* Explore the material
• A. In the Prairie Sun studio text, in which town and state is the studio located?
• B. According to the opening paragraph of the Prairie Sun studio text, what does the studio complex contain? List every part it names.
• C. Carry on the history of Prairie Sun Recording Studios from its last sentence.

---- Passage shown

Prairie Sun Recording Studios is an audio recording studio located in Cotati, California. It began operations in 1978 with engineer and studio owner Mark "Mooka" Rennick and co-owner Clifton Buck-Kauffman. It is a complex based on a 10-acre former chicken farm with three recording studios, a guest lounge, office building, and guest house facility. The studio is a turnkey destination with facilities for tracking, mixing, and mastering.

==History==
Prairie Sun co-owner, Mark "Mooka" Rennick, is a musician (bass player, primarily) who toured with Commander Cody's Billy C. Farlow in the late 1970s. After trying to balance life as a touring musician with that of a studio owner/producer, he left the road for his - at that time - garage-style studio near Sonoma State University, which is what initially brought him to the area from his native Illinois. "I started with the Beach Boys' 'Clover' mixing desk and a 1-inch 8-track machine," recalls Rennick. "Then I got a 2-inch 16-track, and by 1979 I had bought a 24-track 2-inch machine from Wally Heider's Studio when they went out of business. So, 'Boom,' I'm in the studio business - because I had the hardware."

In 1981, Mooka teamed up with chicken-ranch owner Clifton Buck-Kauffman and relocated Prairie Sun to his 12-acre farm. The studio became known as a residential recording facility, combining vintage analogue devices with the modern digital recording technology. The studio evolved to become a complete audio destination: living areas, rehearsal space for pre-production, tracking/overdubbing rooms, and mixing/mastering suites. The sole permanent resident of Prairie Sun is studio cat Bubba Feats.

--------
---- Data under study

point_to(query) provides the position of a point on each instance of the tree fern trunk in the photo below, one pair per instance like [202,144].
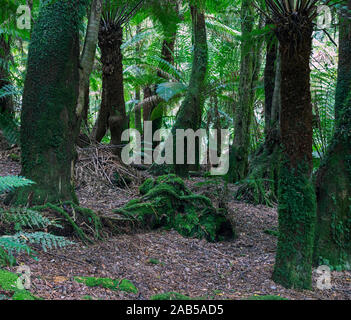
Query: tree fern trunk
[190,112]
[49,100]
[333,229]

--------
---- Data under study

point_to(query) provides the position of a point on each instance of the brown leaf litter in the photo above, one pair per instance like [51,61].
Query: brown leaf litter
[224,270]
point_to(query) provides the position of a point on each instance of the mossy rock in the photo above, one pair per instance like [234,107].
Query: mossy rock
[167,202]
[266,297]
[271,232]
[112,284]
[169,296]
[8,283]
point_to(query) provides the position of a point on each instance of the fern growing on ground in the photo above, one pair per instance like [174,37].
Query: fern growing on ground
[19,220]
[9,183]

--------

* Results of the tasks
• A. Cotati, California.

• B. Three recording studios, a guest lounge, an office building, a guest house facility

• C.
==Recording artists==
Artists that Prairie Sun has recorded include: Tony MacAlpine, Jason Becker, Cacophony, Vinnie Moore, Tom Waits, John Hammond Jr., AFI, ...And You Will Know Us by the Trail of Dead, Primus, Exodus, Racer X, Groundation, The Mountain Goats, Steel Train, UFO, Rob Wasserman, Norton Buffalo, Neko Case, Booker T. Jones, High on Fire, Carlos Santana, Charlie Musselwhite, Steve Kimock, Kehoe Nation, Larry Coryell, Joe Louis Walker, Raw Sun, Volker Strifler, Ramblin' Jack Elliot, Dick Dale, Doobie Brothers, Elvin Bishop, Eric Gales, Faith No More, Gregg Allman, Journey, Steve Smith, Michael Schenker, Huey Lewis and the News, Nine Inch Nails, The Tubes, Paul McCartney, Wu-Tang Clan, Van Morrison, Roy Rogers, Marty Friedman, The Cuts, Kenny Loggins, Chris Duarte and Gavin Bryars (who recorded Waits' section of Jesus' Blood Never Failed Me Yet at Prairie Sun).

==Record labels==
Prairie Sun has worked with labels in the music industry from major to independent: Birdman Records, 4AD, Drive-Thru Records, BGP, Capitol Records, Epic Records, Geffen Records, Island Records, Relativity Records, SBK, MTV, Mint Records, Blind Pig Records, Columbia Records, Epitaph Records, Interscope Records, MCA Records, National, Geographic, Roadrunner Records, Relapse Records, Luaka Bop, Kamikaze Records, Surf Dog, Atlantic Records, Necropolis Records, Relix Records, Rykodisc Records, Warner Bros. Records, Ze Flat Tire Music, Shrapnel Records, Virgin Records, Young Tree Inc., Pointblank Records, Tone Center and Magna Carta.